## Work instructions
Reproduce every record below exactly, without the pictures.

## Data section
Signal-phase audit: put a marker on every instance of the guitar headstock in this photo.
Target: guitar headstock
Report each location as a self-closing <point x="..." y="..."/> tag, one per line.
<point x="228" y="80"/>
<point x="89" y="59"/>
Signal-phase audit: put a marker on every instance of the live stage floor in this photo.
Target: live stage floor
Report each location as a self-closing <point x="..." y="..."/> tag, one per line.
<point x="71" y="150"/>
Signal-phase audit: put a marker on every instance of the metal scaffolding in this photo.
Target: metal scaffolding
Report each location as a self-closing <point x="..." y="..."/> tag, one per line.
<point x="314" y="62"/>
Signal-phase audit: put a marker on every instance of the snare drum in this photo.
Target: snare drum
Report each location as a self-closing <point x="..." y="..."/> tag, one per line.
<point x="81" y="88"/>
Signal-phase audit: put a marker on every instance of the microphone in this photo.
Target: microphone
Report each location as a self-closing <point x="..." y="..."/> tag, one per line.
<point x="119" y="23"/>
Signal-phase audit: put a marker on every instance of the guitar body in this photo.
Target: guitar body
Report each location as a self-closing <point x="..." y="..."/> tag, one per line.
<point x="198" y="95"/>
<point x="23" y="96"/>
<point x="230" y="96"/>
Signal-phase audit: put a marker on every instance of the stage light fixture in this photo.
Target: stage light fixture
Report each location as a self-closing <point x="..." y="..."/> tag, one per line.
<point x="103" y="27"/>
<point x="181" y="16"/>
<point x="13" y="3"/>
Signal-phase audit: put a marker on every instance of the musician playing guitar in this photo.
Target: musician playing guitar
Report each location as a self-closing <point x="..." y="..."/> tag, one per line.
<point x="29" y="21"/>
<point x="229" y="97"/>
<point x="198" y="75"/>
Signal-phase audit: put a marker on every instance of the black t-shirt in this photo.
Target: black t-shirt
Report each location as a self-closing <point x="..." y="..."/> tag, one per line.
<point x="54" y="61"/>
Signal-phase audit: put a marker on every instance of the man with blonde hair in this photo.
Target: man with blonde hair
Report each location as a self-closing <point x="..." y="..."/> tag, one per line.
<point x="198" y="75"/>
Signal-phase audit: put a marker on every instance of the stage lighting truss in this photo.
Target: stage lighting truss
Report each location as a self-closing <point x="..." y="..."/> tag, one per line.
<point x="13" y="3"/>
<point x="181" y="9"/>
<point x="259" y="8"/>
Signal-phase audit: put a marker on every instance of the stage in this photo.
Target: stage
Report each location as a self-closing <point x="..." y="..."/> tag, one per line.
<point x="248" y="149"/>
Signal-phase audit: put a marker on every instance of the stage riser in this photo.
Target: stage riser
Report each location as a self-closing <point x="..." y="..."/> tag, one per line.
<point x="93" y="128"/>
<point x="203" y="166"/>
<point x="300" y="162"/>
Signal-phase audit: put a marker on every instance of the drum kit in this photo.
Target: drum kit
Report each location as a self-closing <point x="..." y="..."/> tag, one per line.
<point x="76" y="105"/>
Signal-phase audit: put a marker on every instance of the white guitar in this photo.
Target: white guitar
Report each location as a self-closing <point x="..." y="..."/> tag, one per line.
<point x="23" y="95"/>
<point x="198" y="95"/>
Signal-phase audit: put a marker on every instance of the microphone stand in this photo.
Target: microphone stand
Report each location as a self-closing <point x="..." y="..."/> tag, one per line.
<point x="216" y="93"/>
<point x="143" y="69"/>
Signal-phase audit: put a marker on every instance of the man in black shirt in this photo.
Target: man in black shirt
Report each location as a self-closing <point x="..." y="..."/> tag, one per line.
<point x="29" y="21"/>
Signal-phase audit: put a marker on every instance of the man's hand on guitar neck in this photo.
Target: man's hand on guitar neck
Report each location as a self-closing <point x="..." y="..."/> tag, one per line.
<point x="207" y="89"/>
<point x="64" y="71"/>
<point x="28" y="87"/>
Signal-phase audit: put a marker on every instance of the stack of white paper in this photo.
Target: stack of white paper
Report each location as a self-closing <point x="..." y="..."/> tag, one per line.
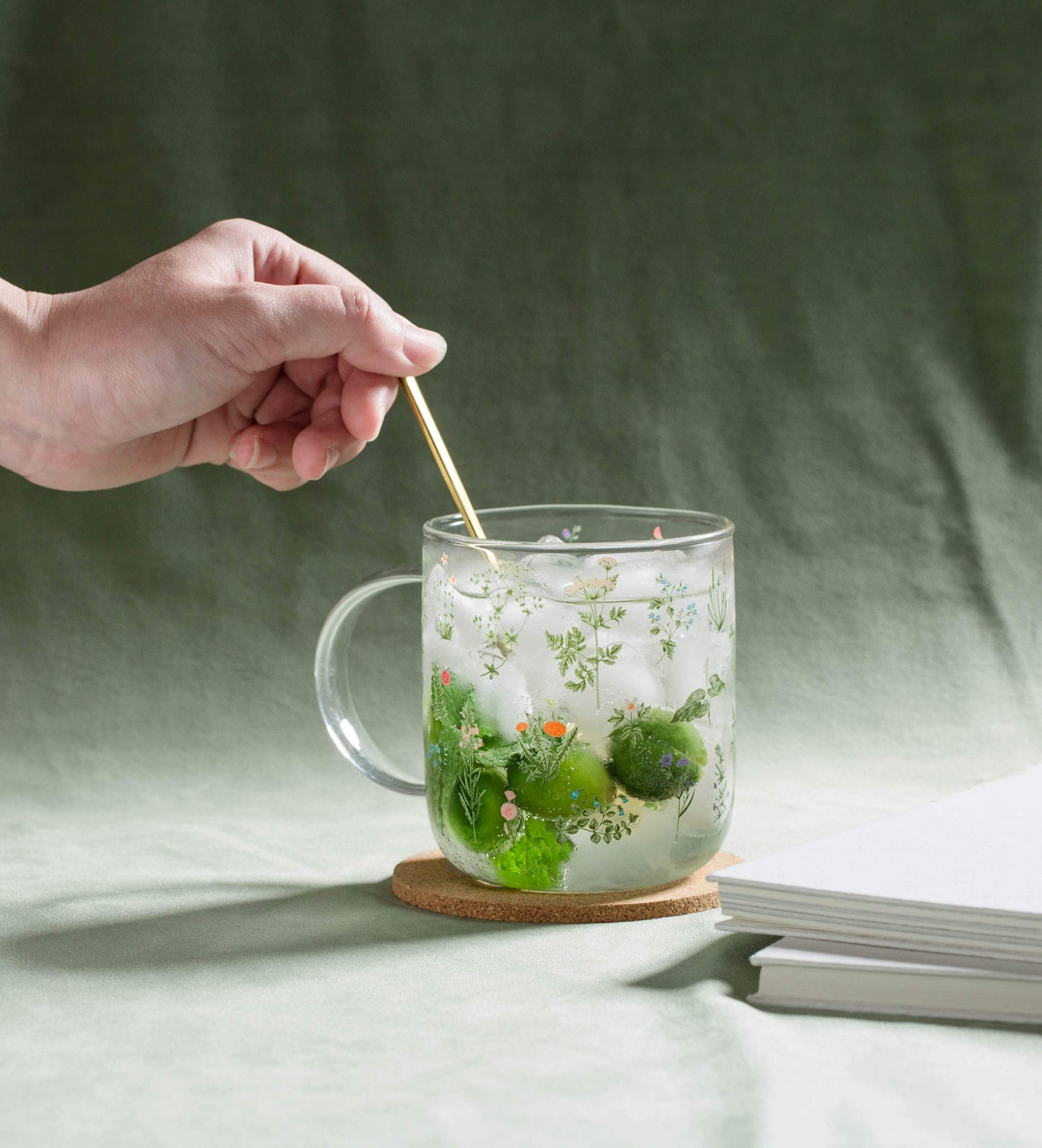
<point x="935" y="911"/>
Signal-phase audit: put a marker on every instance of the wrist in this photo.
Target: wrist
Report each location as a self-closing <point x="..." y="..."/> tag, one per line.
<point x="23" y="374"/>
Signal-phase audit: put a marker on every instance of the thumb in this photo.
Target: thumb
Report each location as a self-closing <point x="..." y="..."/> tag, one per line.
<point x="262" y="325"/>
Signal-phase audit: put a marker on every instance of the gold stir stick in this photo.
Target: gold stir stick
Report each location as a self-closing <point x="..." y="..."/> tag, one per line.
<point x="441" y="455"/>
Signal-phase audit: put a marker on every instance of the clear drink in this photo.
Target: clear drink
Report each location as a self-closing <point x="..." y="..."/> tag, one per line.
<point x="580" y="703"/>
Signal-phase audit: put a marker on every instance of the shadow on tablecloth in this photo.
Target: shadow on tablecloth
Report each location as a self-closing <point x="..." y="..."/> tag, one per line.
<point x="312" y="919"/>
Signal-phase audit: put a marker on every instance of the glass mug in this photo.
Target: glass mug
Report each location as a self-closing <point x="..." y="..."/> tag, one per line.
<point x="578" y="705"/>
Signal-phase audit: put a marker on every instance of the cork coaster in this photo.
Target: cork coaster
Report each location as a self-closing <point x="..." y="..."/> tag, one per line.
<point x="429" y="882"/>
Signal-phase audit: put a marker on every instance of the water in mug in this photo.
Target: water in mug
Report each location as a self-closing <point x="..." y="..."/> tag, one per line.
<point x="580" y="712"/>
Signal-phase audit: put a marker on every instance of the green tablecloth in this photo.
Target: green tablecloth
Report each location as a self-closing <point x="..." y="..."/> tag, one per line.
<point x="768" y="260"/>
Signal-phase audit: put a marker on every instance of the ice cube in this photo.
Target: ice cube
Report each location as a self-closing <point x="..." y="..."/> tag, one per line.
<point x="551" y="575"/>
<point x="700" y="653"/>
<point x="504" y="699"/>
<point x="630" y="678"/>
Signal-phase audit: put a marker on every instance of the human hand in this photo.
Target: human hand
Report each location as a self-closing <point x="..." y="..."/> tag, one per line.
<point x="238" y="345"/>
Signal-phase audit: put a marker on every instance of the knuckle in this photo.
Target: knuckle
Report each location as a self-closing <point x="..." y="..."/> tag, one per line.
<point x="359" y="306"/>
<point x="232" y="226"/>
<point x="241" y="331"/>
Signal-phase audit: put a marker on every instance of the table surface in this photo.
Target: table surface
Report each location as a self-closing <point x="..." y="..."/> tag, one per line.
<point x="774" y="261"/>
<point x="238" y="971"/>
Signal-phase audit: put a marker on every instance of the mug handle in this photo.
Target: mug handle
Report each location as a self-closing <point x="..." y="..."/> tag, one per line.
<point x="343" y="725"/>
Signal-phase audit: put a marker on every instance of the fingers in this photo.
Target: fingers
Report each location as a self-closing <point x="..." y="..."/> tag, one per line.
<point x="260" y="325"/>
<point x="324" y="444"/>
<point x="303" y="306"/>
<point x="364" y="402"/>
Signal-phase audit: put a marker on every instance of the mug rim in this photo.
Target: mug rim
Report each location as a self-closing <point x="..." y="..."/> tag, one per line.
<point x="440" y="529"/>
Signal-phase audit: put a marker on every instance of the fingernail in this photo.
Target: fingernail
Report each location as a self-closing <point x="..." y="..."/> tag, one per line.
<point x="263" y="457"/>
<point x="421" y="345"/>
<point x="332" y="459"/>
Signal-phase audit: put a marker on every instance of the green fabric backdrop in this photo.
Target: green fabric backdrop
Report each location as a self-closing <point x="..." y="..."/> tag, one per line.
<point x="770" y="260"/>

## Task output
Signal-phase audit: put a marker on every instance of the guitar headstock in this photo.
Target: guitar headstock
Report each location as a self-closing <point x="..." y="..."/> tag, one per line.
<point x="228" y="80"/>
<point x="89" y="59"/>
Signal-phase audit: put a marker on every instance of the live stage floor in this photo.
Target: live stage floor
Report each location as a self-closing <point x="..." y="..."/> tag, one per line.
<point x="71" y="150"/>
Signal-phase audit: put a marker on every instance of the metal scaffolding in this photo.
Target: metal scaffolding
Report each location as a self-closing <point x="..." y="..."/> tag, one per line.
<point x="314" y="62"/>
Signal-phase audit: put a marker on every instance of the snare drum in this photo.
Target: snare drum
Report each location as a self-closing <point x="..." y="..."/> tag, one per line.
<point x="81" y="88"/>
Signal-phase audit: put a marker on every instance of the microphone in this photo.
Target: microphone
Report each location as a self-closing <point x="..." y="..."/> tag, one per line.
<point x="119" y="23"/>
Signal-phase audit: put a marker on every instance of the guitar body in this photo.
Target: guitar body
Report each location as a self-closing <point x="..." y="..."/> tag, one per line.
<point x="198" y="95"/>
<point x="23" y="96"/>
<point x="230" y="96"/>
Signal-phase audit: put a marker on every instance of the stage light fixture in this photo.
Target: stage light fixture
Report each location as a self-closing <point x="..." y="..."/> tag, one per line.
<point x="103" y="27"/>
<point x="181" y="16"/>
<point x="13" y="3"/>
Signal-phase audit: put a marker on every instance of the musician playing guitar in this photo.
Target: musician playing guitar
Report each location as a self-closing <point x="..." y="..."/> tag, one per line.
<point x="29" y="21"/>
<point x="229" y="97"/>
<point x="198" y="75"/>
Signal-phase audit: put a marker on every instance of the black t-shirt in this photo.
Target: black t-shirt
Report each location as a self-closing <point x="..." y="..."/> tag, one per line.
<point x="54" y="61"/>
Signal-phase audit: put a marker on every instance of the man with blonde hair in this photo.
Target: man with blonde hair
Report each location as a self-closing <point x="..." y="..."/> tag, one per line.
<point x="198" y="75"/>
Signal-phase audit: put a marker on every instance of the stage lighting truss in this photo.
Target: stage lighting truss
Report each location as a self-closing <point x="..." y="..."/> tag, one per line.
<point x="13" y="3"/>
<point x="181" y="9"/>
<point x="259" y="8"/>
Signal-phase audit: put a marker on every instance of the stage in this photo.
Target: stage
Report each location as a self-closing <point x="..." y="..."/> tag, one per line.
<point x="248" y="149"/>
Signal-phase audit: put a marker on every instance of the stage riser in this photo.
Target: stage riser
Report each location as a self-closing <point x="..." y="..."/> tag, one per line.
<point x="93" y="128"/>
<point x="203" y="166"/>
<point x="300" y="162"/>
Signal-phase audit: put a marker on every instance of the drum kit in this photo.
Target: drum kit
Report each location as a self-closing <point x="..." y="..."/> tag, one per line.
<point x="76" y="105"/>
Signal-phase audit: put a marker on every instance of the white guitar in this photo.
Target: white guitar
Report each location as a self-closing <point x="..." y="..."/> tag, one per line.
<point x="23" y="95"/>
<point x="198" y="95"/>
Signal-phase audit: put a marker on every instance of the microphone stand in this photo.
Target: microphone stand
Report each location as a self-closing <point x="..." y="..."/> tag, one per line.
<point x="216" y="93"/>
<point x="143" y="69"/>
Signal-phase audit: put a marker on every instance of the man in black shirt in this photo.
Target: man in black shirt
Report each location as a self-closing <point x="..." y="..."/> tag, one per line.
<point x="29" y="21"/>
Signal-phase audit: put a marker on every instance of the man's hand on guitar neck in this photo.
Target: man's hand on guitar neck
Report each location as a self-closing <point x="..." y="..."/> tag, one per line.
<point x="207" y="89"/>
<point x="64" y="71"/>
<point x="28" y="87"/>
Signal-phase audit: put a marker on every instance of the stack of white paper in this photo.
Target: stack of white paper
Report each location as a self-closing <point x="..." y="..."/> tag, one per line.
<point x="935" y="911"/>
Signal-phase audit: put a marker on every instance of the wrist in this photo.
Target: wrist
Report each location as a self-closing <point x="..." y="..."/> tag, one per line.
<point x="23" y="374"/>
Signal-phase audit: put a marker on every instance of the thumb in this photo.
Target: thumb
Report each location as a self-closing <point x="..." y="..."/> tag, one per line.
<point x="262" y="325"/>
Signal-phase audit: put a marker on every instance of the gold stir stick in this photo.
Target: gold stir stick
Report each location as a self-closing <point x="..." y="..."/> tag, one per line.
<point x="441" y="455"/>
Signal-phase audit: put a marker on every instance of the clear drink in this photo.
Target: clear drink
Report each location as a self-closing <point x="..." y="..."/> tag, one per line.
<point x="580" y="703"/>
Signal-phase audit: put a marker on every instance of the shadow on tablecloth in this photo.
Target: shadow on tablecloth
Report each location as a self-closing <point x="..." y="..."/> tag, one per line.
<point x="312" y="919"/>
Signal-phase audit: put a marker on every instance of the glass mug in this photo.
Target: glass mug
Report each location as a self-closing <point x="..." y="..."/> tag, one per line.
<point x="578" y="705"/>
Signal-phase audit: put a marker on every instance of the cork coaster in this photo.
Target: cork coaster
Report each location as a self-closing <point x="..." y="..."/> tag, one per line.
<point x="429" y="882"/>
Signal-phase audit: put a marker on every instance of the water in mug in this photo.
Target: water in mug
Report each location as a self-closing <point x="..." y="..."/> tag, one per line.
<point x="580" y="712"/>
Signal-phase audit: put a marker on every instance of the green tablecloth in this photo.
Target: green tablecloth
Report each location as a self-closing <point x="..." y="..."/> tag, one per line.
<point x="768" y="260"/>
Signal-phase audit: put a marker on every instance of the ice cube in this photo.
Target: ice cube
Report each location as a self-closing <point x="..." y="..."/> tag, one per line.
<point x="551" y="575"/>
<point x="700" y="653"/>
<point x="504" y="699"/>
<point x="630" y="678"/>
Signal-phase audit: put a marker on every instance of the human hand in this photo.
Target: human hand
Report each location as a self-closing <point x="..." y="..."/> tag, one per line.
<point x="238" y="345"/>
Signal-phase audit: put a marker on every instance of the knuckle in this photo.
Target: knuckle
Report each location as a self-closing <point x="..." y="..."/> tag, one per line.
<point x="359" y="306"/>
<point x="232" y="226"/>
<point x="241" y="331"/>
Signal-phase audit: put a marker on every instance of the table surface in this photo.
Target: table surface
Report each location as a self-closing <point x="..." y="..."/> tag, one per line.
<point x="774" y="261"/>
<point x="238" y="971"/>
Signal-phase audit: put a marker on every instance of the mug handle in this photo.
Target: mug handle
Report each location as a self-closing <point x="..." y="..."/> tag, one per line.
<point x="343" y="725"/>
Signal-phase audit: put a marker on every instance of the fingers in this photo.
Target: fingers
Report each location as a self-closing <point x="..." y="..."/> tag, one per line.
<point x="260" y="325"/>
<point x="324" y="444"/>
<point x="303" y="306"/>
<point x="364" y="402"/>
Signal-phase audit: put a marker on every instance of the mug rim in this photo.
Target: mug rim
Report each location as a self-closing <point x="..." y="..."/> tag, one per line.
<point x="440" y="529"/>
Signal-phase audit: put a marker on every instance of the fingernail in this photo.
Target: fingernail
Report each location as a self-closing <point x="..." y="..."/> tag, one per line.
<point x="263" y="457"/>
<point x="421" y="345"/>
<point x="332" y="459"/>
Signal-phase audit: put a marker on every instance of the green fabric backdrop in this photo.
Target: green fabric backdrop
Report each location as a self-closing <point x="..." y="..."/> tag, one per line.
<point x="770" y="260"/>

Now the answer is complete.